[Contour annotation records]

● ● ● ●

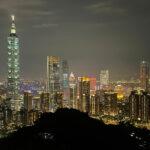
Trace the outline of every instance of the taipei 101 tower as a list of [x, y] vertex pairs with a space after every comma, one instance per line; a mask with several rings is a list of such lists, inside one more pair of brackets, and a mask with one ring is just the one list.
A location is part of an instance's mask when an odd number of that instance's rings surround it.
[[8, 76], [7, 90], [11, 108], [16, 110], [19, 102], [20, 86], [20, 61], [19, 61], [19, 38], [16, 34], [15, 16], [11, 16], [11, 30], [7, 38], [8, 42]]

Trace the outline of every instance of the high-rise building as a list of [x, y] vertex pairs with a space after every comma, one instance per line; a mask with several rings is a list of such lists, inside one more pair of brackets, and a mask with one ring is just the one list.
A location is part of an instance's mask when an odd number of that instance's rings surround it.
[[101, 70], [100, 73], [100, 85], [107, 86], [109, 84], [109, 71], [108, 70]]
[[49, 111], [49, 106], [50, 106], [50, 103], [49, 103], [49, 93], [41, 93], [40, 95], [41, 97], [41, 111], [42, 112], [48, 112]]
[[117, 93], [115, 92], [104, 93], [104, 114], [111, 116], [115, 116], [118, 114]]
[[[59, 106], [62, 94], [61, 59], [57, 56], [47, 57], [47, 92], [50, 93], [50, 111], [55, 111]], [[59, 97], [59, 99], [58, 99]]]
[[80, 111], [90, 112], [90, 79], [88, 77], [79, 77], [79, 103]]
[[92, 116], [100, 115], [100, 96], [97, 93], [90, 98], [90, 114]]
[[67, 60], [61, 61], [62, 71], [62, 91], [63, 91], [63, 107], [70, 107], [70, 94], [69, 94], [69, 65]]
[[148, 90], [149, 85], [149, 64], [142, 61], [140, 64], [140, 87], [143, 90]]
[[11, 108], [19, 109], [19, 85], [20, 85], [20, 61], [19, 61], [19, 38], [16, 34], [15, 16], [11, 16], [12, 24], [8, 42], [8, 98], [11, 98]]
[[30, 92], [24, 92], [24, 108], [29, 112], [32, 110], [32, 94]]
[[73, 72], [71, 72], [69, 77], [70, 86], [70, 107], [77, 109], [77, 83]]
[[150, 119], [150, 94], [132, 91], [129, 96], [129, 117], [131, 121], [148, 122]]

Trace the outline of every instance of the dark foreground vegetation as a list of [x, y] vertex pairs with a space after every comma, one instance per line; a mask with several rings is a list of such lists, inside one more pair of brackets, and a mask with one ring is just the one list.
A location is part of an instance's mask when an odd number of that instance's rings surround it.
[[148, 150], [150, 131], [126, 123], [105, 125], [74, 109], [44, 113], [34, 126], [0, 140], [1, 150]]

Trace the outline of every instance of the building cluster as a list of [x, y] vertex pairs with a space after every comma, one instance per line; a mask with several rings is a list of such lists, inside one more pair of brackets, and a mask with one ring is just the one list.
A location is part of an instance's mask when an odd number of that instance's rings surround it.
[[45, 81], [20, 80], [19, 38], [15, 17], [8, 37], [8, 76], [6, 89], [0, 85], [0, 130], [8, 131], [32, 125], [41, 113], [58, 108], [74, 108], [105, 122], [130, 120], [150, 122], [149, 65], [140, 64], [139, 80], [109, 80], [109, 71], [101, 70], [99, 79], [76, 77], [70, 73], [68, 61], [47, 56]]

● ● ● ●

## WHAT NEEDS TO BE DONE
Reproduce the material above line for line, with no changes, and leave out the pictures.

## ANSWER FOR THE TASK
Trace the outline of every instance of the taipei 101 tower as a list of [x, y] vertex pairs with a space after every comma, one instance per line; a mask with several rings is a list of such lists, inside one more pair of brackets, and a mask with one ring is just the one list.
A location is part of an instance's mask when an odd number of that instance's rings surround it.
[[8, 76], [7, 90], [11, 108], [16, 110], [19, 102], [20, 86], [20, 61], [19, 61], [19, 38], [16, 34], [15, 16], [11, 16], [11, 30], [7, 38], [8, 42]]

Trace the outline of every instance of the high-rise building as a list of [x, y] vertex pairs with a space after every comma, one instance per line; a mask with several rings is a list of such lists, inside one more pair of brackets, and a mask with one ring is just the one list.
A location is part of an instance's mask when an odd number of that instance's rings surround it.
[[101, 70], [100, 73], [100, 85], [107, 86], [109, 84], [109, 71], [108, 70]]
[[49, 111], [49, 106], [50, 106], [50, 103], [49, 103], [49, 93], [41, 93], [40, 95], [41, 97], [41, 111], [42, 112], [48, 112]]
[[117, 93], [115, 92], [104, 93], [104, 114], [111, 116], [115, 116], [118, 114]]
[[[59, 106], [62, 94], [61, 59], [57, 56], [47, 57], [47, 92], [50, 93], [50, 111], [55, 111]], [[59, 97], [59, 99], [58, 99]]]
[[80, 111], [90, 112], [90, 79], [88, 77], [79, 77], [79, 103]]
[[92, 116], [100, 115], [100, 96], [97, 93], [90, 98], [90, 114]]
[[67, 60], [61, 61], [62, 71], [62, 91], [63, 91], [63, 107], [70, 107], [70, 94], [69, 94], [69, 65]]
[[148, 90], [149, 85], [149, 64], [142, 61], [140, 64], [140, 87], [143, 90]]
[[11, 108], [19, 109], [19, 85], [20, 85], [20, 61], [19, 61], [19, 38], [16, 34], [15, 16], [11, 16], [12, 24], [8, 42], [8, 98], [11, 98]]
[[30, 92], [24, 92], [24, 108], [29, 112], [32, 110], [32, 94]]
[[73, 72], [71, 72], [69, 77], [70, 86], [70, 107], [77, 109], [77, 83]]
[[150, 119], [150, 94], [132, 91], [129, 96], [129, 117], [131, 121], [148, 122]]

Trace the outline of every instance of the dark foreground vegetation as a list of [x, y] vertex pairs with a space after every comma, one instance per line; a mask with several rings is a list of such lists, inside one more pair of brackets, and a mask with one ring is just the one list.
A location is part of an instance's mask when an odd number of that instance's rings surround it.
[[148, 150], [150, 131], [126, 123], [105, 125], [74, 109], [44, 113], [34, 126], [0, 140], [1, 150]]

Trace the outline of every instance of the building cluster as a list of [x, y] vertex pairs with a space after every comma, one instance per line; a mask with several rings is a list of such lists, inside one more pair of brackets, and a mask with one ring is just the one list.
A location is part of an instance's mask when an odd number of that instance's rings surround it.
[[45, 81], [20, 80], [19, 38], [15, 17], [8, 37], [8, 76], [6, 89], [0, 85], [0, 130], [8, 131], [32, 125], [41, 113], [58, 108], [74, 108], [105, 122], [130, 120], [150, 122], [149, 65], [140, 64], [139, 80], [109, 80], [109, 71], [101, 70], [99, 79], [76, 77], [70, 73], [68, 61], [47, 56]]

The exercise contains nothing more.